Problem requirements >>
Starting at the first line of the data and stopping after the line that contains "[[0,142],[144,142],[143,104],[0,107]]", rescale the outlines by rewriting every line, requests included. Multiply each vertex coordinate in the answer outlines by 2.25 and round to whole numbers with halves going up, leaving the request lines and their format samples unchanged.

Supplied records >>
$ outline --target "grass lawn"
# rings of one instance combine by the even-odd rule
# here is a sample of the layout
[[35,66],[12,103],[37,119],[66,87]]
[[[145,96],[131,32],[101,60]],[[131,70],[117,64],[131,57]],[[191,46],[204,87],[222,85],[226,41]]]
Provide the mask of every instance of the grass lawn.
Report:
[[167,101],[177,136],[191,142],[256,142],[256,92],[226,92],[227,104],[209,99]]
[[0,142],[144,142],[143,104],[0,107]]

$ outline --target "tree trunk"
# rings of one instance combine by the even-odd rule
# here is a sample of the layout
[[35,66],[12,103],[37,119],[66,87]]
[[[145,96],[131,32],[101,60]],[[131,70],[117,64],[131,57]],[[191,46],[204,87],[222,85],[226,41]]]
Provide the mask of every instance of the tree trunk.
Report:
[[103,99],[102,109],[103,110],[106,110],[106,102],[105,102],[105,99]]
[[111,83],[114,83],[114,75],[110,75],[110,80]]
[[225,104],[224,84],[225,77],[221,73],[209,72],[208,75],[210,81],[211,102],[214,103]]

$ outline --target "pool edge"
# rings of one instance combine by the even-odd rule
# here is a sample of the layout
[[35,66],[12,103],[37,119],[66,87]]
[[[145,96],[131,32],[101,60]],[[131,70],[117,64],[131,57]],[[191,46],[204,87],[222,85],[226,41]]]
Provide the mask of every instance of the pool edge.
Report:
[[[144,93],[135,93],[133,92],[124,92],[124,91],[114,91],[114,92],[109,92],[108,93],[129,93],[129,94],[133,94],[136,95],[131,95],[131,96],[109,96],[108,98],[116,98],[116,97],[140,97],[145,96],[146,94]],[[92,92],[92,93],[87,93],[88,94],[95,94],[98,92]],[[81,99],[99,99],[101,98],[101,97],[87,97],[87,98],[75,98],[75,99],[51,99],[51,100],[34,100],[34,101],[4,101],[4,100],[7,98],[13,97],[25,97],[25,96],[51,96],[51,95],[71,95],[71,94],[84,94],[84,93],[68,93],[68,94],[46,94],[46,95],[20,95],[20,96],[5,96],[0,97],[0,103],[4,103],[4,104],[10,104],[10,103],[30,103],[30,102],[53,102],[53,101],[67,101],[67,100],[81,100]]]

Solution to this problem >>
$ outline --target "grass lawn"
# rings of one instance combine by the even-odd rule
# here is a sample of the layout
[[35,66],[12,103],[37,119],[66,87]]
[[[145,96],[131,32],[101,60]],[[131,70],[117,64],[131,57]],[[191,46],[204,87],[222,85],[226,41]]]
Provide the mask of every instance of the grass lawn.
Report:
[[376,227],[398,306],[430,320],[576,320],[576,207],[509,207],[511,234],[470,223]]
[[0,320],[324,320],[322,234],[0,241]]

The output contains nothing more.